What is required => Would you give the listing back word for word once its pictures are removed?

Supplied data =>
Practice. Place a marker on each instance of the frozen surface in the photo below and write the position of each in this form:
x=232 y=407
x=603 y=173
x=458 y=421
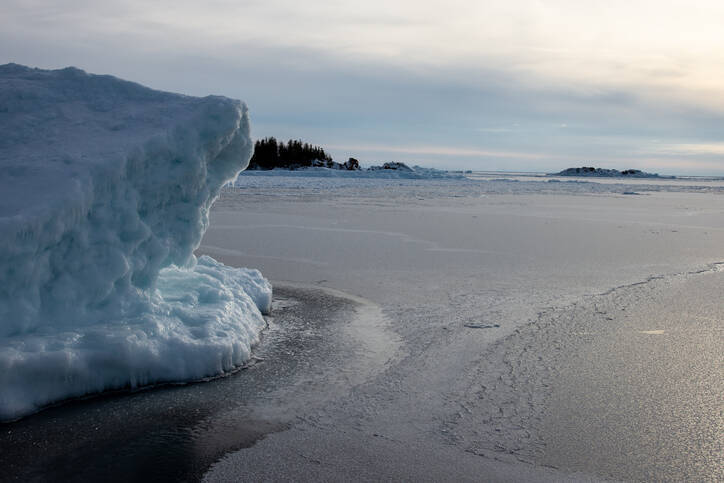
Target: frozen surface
x=499 y=288
x=105 y=194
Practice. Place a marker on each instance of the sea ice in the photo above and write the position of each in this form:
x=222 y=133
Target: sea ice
x=104 y=196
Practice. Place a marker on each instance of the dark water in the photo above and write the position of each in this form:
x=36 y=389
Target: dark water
x=174 y=433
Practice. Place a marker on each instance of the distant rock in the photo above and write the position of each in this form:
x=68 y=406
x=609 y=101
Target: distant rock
x=391 y=165
x=608 y=173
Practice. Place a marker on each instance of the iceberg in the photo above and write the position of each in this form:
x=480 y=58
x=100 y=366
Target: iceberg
x=104 y=196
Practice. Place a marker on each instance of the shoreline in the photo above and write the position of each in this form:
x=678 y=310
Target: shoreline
x=176 y=431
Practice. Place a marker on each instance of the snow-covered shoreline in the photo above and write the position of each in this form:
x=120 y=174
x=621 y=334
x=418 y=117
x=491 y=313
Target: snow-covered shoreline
x=106 y=195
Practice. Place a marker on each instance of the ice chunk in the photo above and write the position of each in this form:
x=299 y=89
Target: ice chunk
x=104 y=196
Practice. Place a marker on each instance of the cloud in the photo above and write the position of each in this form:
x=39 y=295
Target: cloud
x=466 y=84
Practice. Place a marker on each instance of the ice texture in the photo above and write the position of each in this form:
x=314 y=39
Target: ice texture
x=105 y=191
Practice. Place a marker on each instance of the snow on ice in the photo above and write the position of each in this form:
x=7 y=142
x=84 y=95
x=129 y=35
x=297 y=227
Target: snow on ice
x=104 y=196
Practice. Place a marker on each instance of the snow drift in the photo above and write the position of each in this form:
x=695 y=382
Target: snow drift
x=104 y=196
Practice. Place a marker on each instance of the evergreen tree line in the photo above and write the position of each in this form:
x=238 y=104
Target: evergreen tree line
x=270 y=153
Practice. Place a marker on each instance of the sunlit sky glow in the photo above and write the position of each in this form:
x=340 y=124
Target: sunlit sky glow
x=506 y=85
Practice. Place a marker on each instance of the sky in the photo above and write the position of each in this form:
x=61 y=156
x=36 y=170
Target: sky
x=516 y=85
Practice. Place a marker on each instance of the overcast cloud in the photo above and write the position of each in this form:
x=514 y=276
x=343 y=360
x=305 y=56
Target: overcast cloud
x=515 y=85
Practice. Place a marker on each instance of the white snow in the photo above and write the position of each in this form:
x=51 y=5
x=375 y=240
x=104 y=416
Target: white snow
x=104 y=196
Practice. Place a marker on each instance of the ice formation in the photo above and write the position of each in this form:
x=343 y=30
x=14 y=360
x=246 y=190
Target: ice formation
x=104 y=195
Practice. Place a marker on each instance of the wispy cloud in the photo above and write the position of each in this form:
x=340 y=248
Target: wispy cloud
x=467 y=84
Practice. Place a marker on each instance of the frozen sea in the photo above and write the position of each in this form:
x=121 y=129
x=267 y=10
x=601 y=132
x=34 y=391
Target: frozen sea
x=496 y=327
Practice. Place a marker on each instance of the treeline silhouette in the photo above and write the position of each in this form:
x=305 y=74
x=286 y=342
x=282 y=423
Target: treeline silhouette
x=270 y=153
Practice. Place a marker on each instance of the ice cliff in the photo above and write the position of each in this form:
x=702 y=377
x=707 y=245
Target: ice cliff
x=105 y=191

Output for this exercise =>
Practice. Place a marker on each instance of the frozen surface in the photo below and write the position of each in this form:
x=232 y=407
x=603 y=173
x=458 y=421
Target: frozen surface
x=499 y=288
x=105 y=194
Practice. Place a marker on each instance of the sea ice in the photo above and write the position of each in this form:
x=222 y=133
Target: sea ice
x=104 y=196
Practice. Place a marker on each instance of the dark water in the photo above and write the position of each in this form:
x=36 y=389
Target: dark water
x=174 y=433
Practice. Place a marker on each instance of the distant rock in the photo above and write the position of each in this form:
x=68 y=406
x=609 y=101
Target: distant rock
x=391 y=165
x=608 y=173
Practice. Place a marker on each instance of the iceberg in the photo above and write the position of each in this form:
x=480 y=58
x=100 y=366
Target: iceberg
x=104 y=196
Practice. Place a marker on each instance of the shoreline in the photo above and write the position of each in this form:
x=678 y=310
Target: shoreline
x=176 y=431
Practice. Place a marker on each instance of the snow-covered shoreline in the photo above and write the position of each in this form:
x=120 y=174
x=621 y=334
x=418 y=117
x=491 y=313
Target: snow-covered shoreline
x=106 y=195
Practice. Place a marker on each instance of the ice chunk in the photo above and write the position of each in this form:
x=299 y=89
Target: ice chunk
x=104 y=196
Practice. Place a marker on each instance of the cloud in the photo above and write the position of each in this form:
x=39 y=295
Target: cloud
x=466 y=84
Practice. Place a marker on each instance of the ice texture in the photo above and write the position of each in this form:
x=314 y=39
Target: ice texture
x=105 y=191
Practice. Place a marker on each instance of the snow on ice in the photo above and write the position of each in this form:
x=7 y=142
x=84 y=95
x=129 y=35
x=297 y=227
Target: snow on ice
x=104 y=196
Practice. Place a marker on each instance of the snow drift in the photo above and write the position of each in this form:
x=695 y=382
Target: snow drift
x=104 y=196
Practice. Place a marker on each instance of the evergreen tree line in the photo above and write the position of each in this form:
x=238 y=104
Target: evergreen tree line
x=270 y=153
Practice. Place a marker on each instance of the sunlit sky glow in the photo above and write the position of each in this form:
x=340 y=124
Target: sunlit sky glow
x=506 y=85
Practice. Place a marker on each instance of the sky in the photo above and write the position of each in this form:
x=61 y=156
x=36 y=170
Target: sky
x=516 y=85
Practice. Place a marker on each instance of the overcast cloud in the photo above and write the position of each in this form:
x=514 y=276
x=343 y=360
x=305 y=56
Target: overcast cloud
x=515 y=85
Practice. Place a marker on each instance of the white snow in the photo above and write the position of each in this form:
x=51 y=5
x=375 y=240
x=104 y=416
Target: white snow
x=104 y=196
Practice. Place a marker on each instance of the ice formation in the photo above and write the position of each in this form:
x=343 y=30
x=14 y=360
x=246 y=190
Target: ice formation
x=104 y=195
Practice. Place a marker on each instance of the wispy cloud in the photo above and write the position of each in this form:
x=340 y=248
Target: wispy cloud
x=467 y=84
Practice. Place a marker on each instance of the frozen sea in the photo above and write the position of each in this form:
x=121 y=129
x=267 y=10
x=601 y=132
x=34 y=391
Target: frozen sea
x=496 y=327
Practice. Place a marker on each instance of the treeline silhouette in the photo above and write the position of each in this form:
x=305 y=74
x=286 y=342
x=282 y=423
Target: treeline silhouette
x=270 y=153
Practice. Place a marker on each instance of the ice cliff in the photo above and write the position of each in this form:
x=702 y=377
x=707 y=245
Target: ice cliff
x=105 y=191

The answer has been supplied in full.